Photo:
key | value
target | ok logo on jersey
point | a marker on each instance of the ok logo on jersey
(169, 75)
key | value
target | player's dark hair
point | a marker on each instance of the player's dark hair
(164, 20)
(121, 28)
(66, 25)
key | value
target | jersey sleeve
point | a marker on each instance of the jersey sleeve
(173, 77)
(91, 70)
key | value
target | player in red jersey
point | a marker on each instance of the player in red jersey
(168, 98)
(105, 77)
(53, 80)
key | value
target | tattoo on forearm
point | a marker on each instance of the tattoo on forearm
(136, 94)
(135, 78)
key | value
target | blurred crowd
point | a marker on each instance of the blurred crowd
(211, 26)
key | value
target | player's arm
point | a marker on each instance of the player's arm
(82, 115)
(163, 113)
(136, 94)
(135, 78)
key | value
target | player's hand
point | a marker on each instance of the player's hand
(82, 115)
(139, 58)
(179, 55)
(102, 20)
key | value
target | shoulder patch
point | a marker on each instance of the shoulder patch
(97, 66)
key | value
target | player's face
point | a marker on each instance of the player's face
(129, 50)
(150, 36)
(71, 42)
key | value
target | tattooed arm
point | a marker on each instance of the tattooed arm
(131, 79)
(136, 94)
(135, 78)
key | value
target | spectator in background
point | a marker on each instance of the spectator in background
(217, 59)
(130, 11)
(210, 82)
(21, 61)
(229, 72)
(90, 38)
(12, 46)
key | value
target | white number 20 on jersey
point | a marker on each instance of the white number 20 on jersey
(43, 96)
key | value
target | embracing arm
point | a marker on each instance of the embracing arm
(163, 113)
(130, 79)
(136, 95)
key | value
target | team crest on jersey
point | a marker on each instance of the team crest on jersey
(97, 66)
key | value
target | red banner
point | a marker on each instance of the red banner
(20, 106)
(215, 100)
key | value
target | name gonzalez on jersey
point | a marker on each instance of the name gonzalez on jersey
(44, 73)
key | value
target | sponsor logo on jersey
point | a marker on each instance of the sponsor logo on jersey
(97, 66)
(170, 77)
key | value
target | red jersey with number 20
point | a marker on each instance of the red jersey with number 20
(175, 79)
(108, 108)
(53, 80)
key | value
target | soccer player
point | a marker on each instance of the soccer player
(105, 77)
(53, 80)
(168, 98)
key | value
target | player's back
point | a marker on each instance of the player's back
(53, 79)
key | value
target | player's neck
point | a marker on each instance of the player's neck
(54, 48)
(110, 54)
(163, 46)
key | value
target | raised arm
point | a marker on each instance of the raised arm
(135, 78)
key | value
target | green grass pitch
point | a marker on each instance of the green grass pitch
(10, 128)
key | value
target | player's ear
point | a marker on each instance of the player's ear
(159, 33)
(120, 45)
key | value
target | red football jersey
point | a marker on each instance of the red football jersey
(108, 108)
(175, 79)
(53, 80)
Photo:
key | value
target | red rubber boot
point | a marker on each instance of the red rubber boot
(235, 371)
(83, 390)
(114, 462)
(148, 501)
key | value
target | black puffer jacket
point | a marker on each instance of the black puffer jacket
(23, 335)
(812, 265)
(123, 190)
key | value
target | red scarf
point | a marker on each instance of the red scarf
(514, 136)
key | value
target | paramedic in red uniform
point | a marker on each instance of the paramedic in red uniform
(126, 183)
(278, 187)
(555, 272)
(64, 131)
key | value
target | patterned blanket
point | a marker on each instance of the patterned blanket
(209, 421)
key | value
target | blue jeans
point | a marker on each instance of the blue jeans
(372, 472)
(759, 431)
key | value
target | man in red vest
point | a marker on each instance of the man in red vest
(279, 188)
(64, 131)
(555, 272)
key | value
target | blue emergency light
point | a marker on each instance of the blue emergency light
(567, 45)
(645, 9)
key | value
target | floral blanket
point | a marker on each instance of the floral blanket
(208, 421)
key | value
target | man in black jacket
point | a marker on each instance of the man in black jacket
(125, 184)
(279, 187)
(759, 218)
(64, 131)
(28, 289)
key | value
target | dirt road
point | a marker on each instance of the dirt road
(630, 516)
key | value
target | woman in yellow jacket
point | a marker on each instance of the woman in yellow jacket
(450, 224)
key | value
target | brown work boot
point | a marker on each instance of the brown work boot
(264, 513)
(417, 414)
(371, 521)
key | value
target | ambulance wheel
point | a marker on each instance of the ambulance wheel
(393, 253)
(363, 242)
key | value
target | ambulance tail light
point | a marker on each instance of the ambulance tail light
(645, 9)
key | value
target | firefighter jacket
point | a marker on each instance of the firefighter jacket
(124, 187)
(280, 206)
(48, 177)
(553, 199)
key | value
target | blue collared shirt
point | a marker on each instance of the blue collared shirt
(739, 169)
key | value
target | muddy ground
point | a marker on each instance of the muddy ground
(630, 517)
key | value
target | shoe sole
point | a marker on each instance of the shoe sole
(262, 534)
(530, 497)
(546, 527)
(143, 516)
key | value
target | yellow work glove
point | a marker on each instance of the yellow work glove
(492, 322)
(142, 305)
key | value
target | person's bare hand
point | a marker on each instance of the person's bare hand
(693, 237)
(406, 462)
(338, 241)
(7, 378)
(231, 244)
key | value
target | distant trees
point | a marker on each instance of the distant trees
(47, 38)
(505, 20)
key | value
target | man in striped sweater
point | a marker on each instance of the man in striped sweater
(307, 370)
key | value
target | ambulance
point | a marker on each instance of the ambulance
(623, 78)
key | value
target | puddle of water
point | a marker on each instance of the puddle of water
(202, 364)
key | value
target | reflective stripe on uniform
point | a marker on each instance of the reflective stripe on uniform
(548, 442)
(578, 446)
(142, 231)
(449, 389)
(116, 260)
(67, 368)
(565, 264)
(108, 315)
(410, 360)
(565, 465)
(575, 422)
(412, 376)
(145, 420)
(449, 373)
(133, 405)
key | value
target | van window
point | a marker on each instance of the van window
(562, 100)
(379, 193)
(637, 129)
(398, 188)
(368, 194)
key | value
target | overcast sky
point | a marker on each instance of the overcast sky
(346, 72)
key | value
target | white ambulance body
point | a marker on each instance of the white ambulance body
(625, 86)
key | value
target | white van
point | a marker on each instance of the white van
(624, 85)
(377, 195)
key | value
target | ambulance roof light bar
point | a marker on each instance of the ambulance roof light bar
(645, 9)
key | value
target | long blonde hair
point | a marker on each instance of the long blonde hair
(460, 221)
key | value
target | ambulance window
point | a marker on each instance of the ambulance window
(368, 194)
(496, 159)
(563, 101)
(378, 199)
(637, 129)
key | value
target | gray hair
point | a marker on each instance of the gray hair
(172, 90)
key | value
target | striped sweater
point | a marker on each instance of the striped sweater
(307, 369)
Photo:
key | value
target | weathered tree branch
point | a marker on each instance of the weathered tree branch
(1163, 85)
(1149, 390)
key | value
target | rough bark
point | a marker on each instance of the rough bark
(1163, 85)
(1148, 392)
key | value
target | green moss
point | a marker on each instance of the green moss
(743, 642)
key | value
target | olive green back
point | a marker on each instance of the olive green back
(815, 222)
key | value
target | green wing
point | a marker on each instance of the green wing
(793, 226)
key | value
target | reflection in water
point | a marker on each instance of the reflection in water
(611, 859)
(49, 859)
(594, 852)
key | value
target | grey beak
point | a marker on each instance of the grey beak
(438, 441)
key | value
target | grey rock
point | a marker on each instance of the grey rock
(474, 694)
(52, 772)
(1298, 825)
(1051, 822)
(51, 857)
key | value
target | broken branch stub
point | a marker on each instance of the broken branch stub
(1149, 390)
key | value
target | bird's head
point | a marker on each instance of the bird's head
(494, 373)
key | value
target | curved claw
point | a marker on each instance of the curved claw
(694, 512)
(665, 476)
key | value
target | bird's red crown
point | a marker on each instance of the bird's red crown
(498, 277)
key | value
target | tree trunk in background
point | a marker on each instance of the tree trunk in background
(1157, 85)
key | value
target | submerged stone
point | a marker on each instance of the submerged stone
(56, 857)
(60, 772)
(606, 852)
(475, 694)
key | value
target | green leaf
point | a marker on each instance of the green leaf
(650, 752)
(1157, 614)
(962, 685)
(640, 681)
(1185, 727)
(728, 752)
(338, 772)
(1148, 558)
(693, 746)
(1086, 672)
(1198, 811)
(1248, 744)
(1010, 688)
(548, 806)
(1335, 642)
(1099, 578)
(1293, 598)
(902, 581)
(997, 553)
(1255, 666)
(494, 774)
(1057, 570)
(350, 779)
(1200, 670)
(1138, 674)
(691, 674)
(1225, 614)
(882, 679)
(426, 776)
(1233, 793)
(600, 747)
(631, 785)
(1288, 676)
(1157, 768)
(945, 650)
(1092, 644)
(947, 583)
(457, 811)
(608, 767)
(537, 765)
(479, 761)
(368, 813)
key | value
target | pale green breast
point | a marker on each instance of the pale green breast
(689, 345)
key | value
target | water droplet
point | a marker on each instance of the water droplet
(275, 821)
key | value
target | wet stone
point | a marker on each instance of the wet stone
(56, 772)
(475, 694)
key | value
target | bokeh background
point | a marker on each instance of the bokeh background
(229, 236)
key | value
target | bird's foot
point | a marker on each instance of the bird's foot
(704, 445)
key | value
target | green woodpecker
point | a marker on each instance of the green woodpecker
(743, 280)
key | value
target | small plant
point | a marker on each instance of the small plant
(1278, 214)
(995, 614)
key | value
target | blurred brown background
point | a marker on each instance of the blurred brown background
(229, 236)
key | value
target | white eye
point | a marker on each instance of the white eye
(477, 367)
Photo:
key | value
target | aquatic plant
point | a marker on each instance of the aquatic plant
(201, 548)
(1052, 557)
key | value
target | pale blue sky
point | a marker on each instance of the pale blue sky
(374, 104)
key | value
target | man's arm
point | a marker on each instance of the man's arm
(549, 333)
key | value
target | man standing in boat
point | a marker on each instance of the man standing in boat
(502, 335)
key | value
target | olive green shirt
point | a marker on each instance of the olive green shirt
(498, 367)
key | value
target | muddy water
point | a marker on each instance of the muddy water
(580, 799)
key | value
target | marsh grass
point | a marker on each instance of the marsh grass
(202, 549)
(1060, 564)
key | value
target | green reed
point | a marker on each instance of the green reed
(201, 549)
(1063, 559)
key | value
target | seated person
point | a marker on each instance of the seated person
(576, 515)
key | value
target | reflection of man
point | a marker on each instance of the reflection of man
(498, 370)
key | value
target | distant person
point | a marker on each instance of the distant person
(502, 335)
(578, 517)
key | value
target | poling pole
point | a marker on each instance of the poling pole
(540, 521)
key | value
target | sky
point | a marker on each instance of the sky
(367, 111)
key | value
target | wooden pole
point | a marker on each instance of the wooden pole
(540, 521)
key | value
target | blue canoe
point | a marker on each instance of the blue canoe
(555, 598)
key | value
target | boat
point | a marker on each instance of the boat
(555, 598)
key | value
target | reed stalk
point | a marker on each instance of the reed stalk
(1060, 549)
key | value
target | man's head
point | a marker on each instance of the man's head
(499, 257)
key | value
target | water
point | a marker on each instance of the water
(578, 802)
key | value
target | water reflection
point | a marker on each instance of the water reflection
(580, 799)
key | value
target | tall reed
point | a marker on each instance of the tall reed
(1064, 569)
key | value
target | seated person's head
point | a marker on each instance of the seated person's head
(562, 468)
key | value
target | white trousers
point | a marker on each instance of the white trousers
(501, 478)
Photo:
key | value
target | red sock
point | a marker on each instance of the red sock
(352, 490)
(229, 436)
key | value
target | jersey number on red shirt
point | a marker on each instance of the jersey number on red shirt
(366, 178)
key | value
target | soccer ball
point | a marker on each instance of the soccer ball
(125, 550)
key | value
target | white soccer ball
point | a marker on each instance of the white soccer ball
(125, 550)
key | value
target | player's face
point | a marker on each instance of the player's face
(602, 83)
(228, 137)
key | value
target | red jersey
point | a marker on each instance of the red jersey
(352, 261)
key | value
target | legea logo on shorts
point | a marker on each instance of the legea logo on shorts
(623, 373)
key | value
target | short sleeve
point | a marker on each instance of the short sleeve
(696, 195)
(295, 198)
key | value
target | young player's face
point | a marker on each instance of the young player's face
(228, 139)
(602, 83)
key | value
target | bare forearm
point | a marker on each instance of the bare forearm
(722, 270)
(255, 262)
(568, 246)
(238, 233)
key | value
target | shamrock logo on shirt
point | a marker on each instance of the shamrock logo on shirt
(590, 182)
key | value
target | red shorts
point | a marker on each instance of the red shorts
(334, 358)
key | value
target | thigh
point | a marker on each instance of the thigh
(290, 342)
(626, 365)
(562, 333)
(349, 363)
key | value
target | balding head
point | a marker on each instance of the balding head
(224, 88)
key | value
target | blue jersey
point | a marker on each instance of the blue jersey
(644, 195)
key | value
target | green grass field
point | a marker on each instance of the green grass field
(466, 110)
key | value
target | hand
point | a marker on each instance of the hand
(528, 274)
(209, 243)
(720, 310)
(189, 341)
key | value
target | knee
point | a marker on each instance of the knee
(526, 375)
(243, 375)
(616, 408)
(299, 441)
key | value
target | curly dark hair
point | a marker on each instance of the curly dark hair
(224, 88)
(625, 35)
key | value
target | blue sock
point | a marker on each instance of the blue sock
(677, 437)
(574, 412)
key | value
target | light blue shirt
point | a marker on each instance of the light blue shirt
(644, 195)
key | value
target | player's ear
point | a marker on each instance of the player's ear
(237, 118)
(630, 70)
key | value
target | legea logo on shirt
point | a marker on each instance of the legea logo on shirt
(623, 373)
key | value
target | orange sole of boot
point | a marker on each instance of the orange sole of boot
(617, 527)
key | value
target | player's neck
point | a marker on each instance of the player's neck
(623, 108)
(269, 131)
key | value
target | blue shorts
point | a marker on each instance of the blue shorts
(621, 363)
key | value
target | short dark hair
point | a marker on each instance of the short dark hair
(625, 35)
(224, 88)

--*--

EXERCISE - Every line above from the line with "target | grey rock" to the line with "target | tree trunk in background", both included, must be reproduced exactly, and no other line may appear.

RESULT BELOW -
target | grey rock
point | a marker on each instance of the grey rock
(474, 694)
(52, 772)
(1298, 825)
(1051, 822)
(51, 857)
key | value
target | broken branch stub
point | a marker on each instance of the broken branch stub
(1149, 390)
key | value
target | bird's head
point | a marker on each instance of the bird's head
(494, 373)
key | value
target | curved claw
point | a marker on each instance of the curved claw
(694, 512)
(665, 476)
key | value
target | bird's red crown
point | a marker on each instance of the bird's red crown
(498, 277)
key | value
target | tree trunk in background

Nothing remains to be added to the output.